▶ [EXERCISE DIRECTIONS]
Turn every line of the records below into a numbered list, skipping any blank lines.

▶ [PROVIDED DATA]
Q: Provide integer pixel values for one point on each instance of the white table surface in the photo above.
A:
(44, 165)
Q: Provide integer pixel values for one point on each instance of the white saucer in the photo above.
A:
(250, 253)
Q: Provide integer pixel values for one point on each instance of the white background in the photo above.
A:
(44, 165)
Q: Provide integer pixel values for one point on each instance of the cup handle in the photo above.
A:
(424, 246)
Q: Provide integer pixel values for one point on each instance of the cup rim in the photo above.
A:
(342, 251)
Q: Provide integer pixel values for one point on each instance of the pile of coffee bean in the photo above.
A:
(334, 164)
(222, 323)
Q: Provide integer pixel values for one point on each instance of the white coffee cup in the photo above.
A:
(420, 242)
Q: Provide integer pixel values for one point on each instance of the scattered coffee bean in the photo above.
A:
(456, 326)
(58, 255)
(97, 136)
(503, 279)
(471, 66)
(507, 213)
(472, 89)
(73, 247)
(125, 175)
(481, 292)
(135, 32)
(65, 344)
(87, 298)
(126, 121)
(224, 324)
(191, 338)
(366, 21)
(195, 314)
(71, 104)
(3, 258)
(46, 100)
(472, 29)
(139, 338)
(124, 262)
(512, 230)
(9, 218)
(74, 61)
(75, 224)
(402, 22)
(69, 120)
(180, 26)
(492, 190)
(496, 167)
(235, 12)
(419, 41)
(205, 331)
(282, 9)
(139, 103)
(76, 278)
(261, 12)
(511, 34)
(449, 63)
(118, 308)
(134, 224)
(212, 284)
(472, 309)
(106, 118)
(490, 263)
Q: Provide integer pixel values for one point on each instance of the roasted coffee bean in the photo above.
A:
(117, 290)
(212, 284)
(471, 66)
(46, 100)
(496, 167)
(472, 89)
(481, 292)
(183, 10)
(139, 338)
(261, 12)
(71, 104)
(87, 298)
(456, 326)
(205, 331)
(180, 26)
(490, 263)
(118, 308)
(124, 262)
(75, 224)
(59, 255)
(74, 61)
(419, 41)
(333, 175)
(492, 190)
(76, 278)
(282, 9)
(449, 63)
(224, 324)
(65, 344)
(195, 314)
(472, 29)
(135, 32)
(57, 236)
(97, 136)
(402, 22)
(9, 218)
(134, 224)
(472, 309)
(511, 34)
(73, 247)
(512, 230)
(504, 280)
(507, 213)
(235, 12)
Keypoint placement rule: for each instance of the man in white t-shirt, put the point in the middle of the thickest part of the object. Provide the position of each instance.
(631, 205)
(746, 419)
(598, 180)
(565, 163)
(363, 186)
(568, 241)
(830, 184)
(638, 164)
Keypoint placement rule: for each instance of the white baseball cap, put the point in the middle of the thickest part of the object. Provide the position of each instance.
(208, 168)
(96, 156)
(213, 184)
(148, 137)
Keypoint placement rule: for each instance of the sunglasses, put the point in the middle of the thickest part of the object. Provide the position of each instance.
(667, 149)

▶ [SOLUTION FOR THIS EXERCISE]
1. Q: Provide integer pixel values for one point on each instance of the white table surface in the photo above.
2. A:
3. (44, 165)
4. Q: Provide integer pixel values for one point on each instance of the white saucer in the photo above.
5. A:
6. (250, 253)
7. Q: Provide integer pixel values for one point on each instance of the white background in the photo above.
8. A:
9. (44, 165)
10. Q: Provide integer pixel values for one point on each instance of the cup handle in the photo above.
11. A:
12. (424, 246)
13. Q: Provide integer pixel values for one point on each instance of the cup rim in the photo above.
14. A:
15. (342, 251)
16. Q: Provide integer pixel values for one point on each instance of the pile of coffee bean in the photo above.
17. A:
18. (334, 164)
19. (222, 323)
20. Q: Provide integer pixel values for one point on each instance of the white coffee cup in the photo above.
21. A:
22. (420, 242)
23. Q: Provide integer pixel values for one point on each instance of the scattered coffee bean in the photo above.
24. A:
25. (456, 326)
26. (58, 255)
27. (97, 136)
28. (503, 279)
29. (471, 66)
30. (507, 213)
31. (472, 89)
32. (73, 247)
33. (125, 175)
34. (481, 292)
35. (135, 32)
36. (65, 344)
37. (87, 298)
38. (126, 121)
39. (224, 324)
40. (191, 338)
41. (366, 21)
42. (195, 314)
43. (71, 104)
44. (3, 258)
45. (46, 100)
46. (472, 29)
47. (139, 338)
48. (124, 262)
49. (512, 230)
50. (9, 218)
51. (74, 61)
52. (75, 224)
53. (402, 22)
54. (69, 120)
55. (180, 26)
56. (492, 190)
57. (496, 167)
58. (235, 12)
59. (419, 41)
60. (205, 331)
61. (282, 9)
62. (139, 103)
63. (76, 278)
64. (261, 12)
65. (511, 34)
66. (449, 63)
67. (118, 308)
68. (134, 224)
69. (212, 284)
70. (472, 309)
71. (106, 118)
72. (490, 263)
73. Q: Provide integer pixel values for one point on each instance of the roasted coffee bean in the photo above.
74. A:
75. (117, 290)
76. (212, 284)
77. (471, 66)
78. (46, 100)
79. (496, 167)
80. (472, 89)
81. (481, 292)
82. (183, 10)
83. (139, 338)
84. (261, 12)
85. (71, 104)
86. (87, 298)
87. (456, 326)
88. (205, 331)
89. (180, 26)
90. (490, 263)
91. (118, 308)
92. (124, 262)
93. (75, 224)
94. (59, 255)
95. (74, 61)
96. (419, 41)
97. (333, 175)
98. (492, 190)
99. (76, 278)
100. (282, 9)
101. (449, 63)
102. (224, 324)
103. (65, 344)
104. (195, 314)
105. (472, 29)
106. (135, 32)
107. (57, 236)
108. (97, 136)
109. (402, 22)
110. (9, 218)
111. (134, 224)
112. (472, 309)
113. (511, 34)
114. (73, 247)
115. (512, 230)
116. (504, 280)
117. (507, 213)
118. (235, 12)
119. Keypoint placement rule: for each instance of the man in white t-shirt, put the point in the middle of the thickest part of the object. Provide the position of each instance.
120. (631, 205)
121. (746, 419)
122. (598, 180)
123. (565, 163)
124. (363, 186)
125. (568, 241)
126. (830, 184)
127. (638, 164)
128. Keypoint placement rule: for each instance of the white baseball cap, put the point in the middle of the thickest part of the object. Provide the position of each instance.
129. (208, 168)
130. (96, 156)
131. (213, 184)
132. (148, 137)
133. Keypoint placement rule: for each instance of the sunglasses, put the point in the middle of the thickest part of the object. Provide the position of each instance.
134. (667, 149)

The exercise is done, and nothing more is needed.